- To be done
Can you write out every one of the records below, word for word and line for line?

:: Material supplied

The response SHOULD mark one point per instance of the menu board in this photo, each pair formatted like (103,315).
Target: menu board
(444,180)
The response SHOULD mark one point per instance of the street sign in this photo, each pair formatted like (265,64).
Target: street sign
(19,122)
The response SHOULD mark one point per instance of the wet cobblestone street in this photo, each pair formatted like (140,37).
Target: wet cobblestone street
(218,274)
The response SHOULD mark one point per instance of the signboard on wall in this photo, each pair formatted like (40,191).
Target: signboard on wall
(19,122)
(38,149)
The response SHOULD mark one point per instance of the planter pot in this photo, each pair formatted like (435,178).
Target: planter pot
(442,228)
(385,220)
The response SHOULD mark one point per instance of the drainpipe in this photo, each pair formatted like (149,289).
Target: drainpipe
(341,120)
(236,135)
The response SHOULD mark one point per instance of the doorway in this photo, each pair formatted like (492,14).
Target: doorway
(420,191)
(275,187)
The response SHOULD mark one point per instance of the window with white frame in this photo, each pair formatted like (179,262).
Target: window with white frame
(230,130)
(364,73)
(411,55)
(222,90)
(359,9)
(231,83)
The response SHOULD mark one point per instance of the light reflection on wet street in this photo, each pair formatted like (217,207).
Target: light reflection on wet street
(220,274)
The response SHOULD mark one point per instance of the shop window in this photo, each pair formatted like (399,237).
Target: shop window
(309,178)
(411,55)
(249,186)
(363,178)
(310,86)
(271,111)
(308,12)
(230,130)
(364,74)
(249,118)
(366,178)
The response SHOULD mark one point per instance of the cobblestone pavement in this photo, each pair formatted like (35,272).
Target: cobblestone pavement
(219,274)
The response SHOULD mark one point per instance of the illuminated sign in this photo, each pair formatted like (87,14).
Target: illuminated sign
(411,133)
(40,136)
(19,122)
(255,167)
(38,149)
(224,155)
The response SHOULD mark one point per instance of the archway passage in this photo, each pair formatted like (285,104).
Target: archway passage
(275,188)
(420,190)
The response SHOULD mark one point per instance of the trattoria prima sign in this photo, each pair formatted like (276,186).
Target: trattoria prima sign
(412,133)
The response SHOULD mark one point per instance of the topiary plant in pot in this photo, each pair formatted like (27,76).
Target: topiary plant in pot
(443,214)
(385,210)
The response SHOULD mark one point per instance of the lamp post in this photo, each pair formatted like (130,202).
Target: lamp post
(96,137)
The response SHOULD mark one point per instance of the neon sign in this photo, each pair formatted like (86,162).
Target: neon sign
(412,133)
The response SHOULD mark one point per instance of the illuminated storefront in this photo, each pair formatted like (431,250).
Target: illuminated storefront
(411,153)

::::

- Task output
The response SHOULD mark one point per instance of the menu board in this photo, each pair formatted like (103,315).
Target: menu board
(444,180)
The response SHOULD mark one point per instance of the street sign in this photo, each pair formatted like (265,64).
Target: street sign
(19,122)
The response SHOULD mark one point per instance of the wet cobblestone street in this photo, each pair formatted like (140,37).
Target: wet cobblestone street
(218,274)
The response SHOULD mark one point per instance of the signboard on wall in this photo, each pair formatted like (40,191).
Target: signboard on wall
(19,122)
(38,149)
The response SHOULD mark one point per instance of the planter pot in this photo, each pair formatted like (435,178).
Target: planter pot
(442,228)
(385,220)
The response SHOULD mark one point per instance of the drainpipe in this photo, each pair formatted like (149,289).
Target: drainpipe
(341,120)
(236,135)
The response SHOULD mark one point per instance of the doorway in this photo, each pair formatted like (492,14).
Target: doorway
(420,191)
(275,187)
The response SHOULD mark one point per instance of the window with white frame in this photo, each pair formatted like (179,262).
Target: window with white frame
(230,130)
(364,73)
(411,55)
(222,90)
(359,9)
(231,83)
The response SHOULD mark one point per instance of the light reflection on wet street in this photo, each pair formatted like (217,207).
Target: light reflection on wet street
(220,274)
The response SHOULD mark one point per instance of the shop window in this photo, each pair formatted like (399,237).
Target: shop window
(309,178)
(411,55)
(249,186)
(363,178)
(310,86)
(271,111)
(308,12)
(230,130)
(364,74)
(249,118)
(366,178)
The response SHOULD mark one point per instance of the cobblestone pavement in this photo, each pair formatted like (35,272).
Target: cobblestone pavement
(219,274)
The response SHOULD mark one point per instance of the illuminated sign in this photo, each pair formatted like (87,14).
Target: illuminated sign
(411,133)
(40,136)
(19,122)
(255,167)
(38,149)
(224,155)
The response SHOULD mark one point per instance of the archway passage in this photo, each pair formatted like (285,104).
Target: archway passage
(275,188)
(420,190)
The response SHOULD mark one point per instance of the trattoria prima sign in this photo, each pair formatted like (276,186).
Target: trattoria prima sign
(412,133)
The response SHOULD mark one point per instance of the topiary plant in pot in this photo, each pair formatted like (27,76).
Target: topiary plant in pot
(443,214)
(385,210)
The response SHOULD mark one point per instance of the lamp post in this photo, each pair formatted like (130,202).
Target: lamp post
(96,137)
The response SHOULD mark one point per instance of the neon sign in this photo, each pair formatted like (86,162).
Target: neon sign
(412,133)
The response SHOULD mark one point per instance of the illuminated storefront in this photo, each pair formatted like (431,250).
Target: illuminated storefront
(411,153)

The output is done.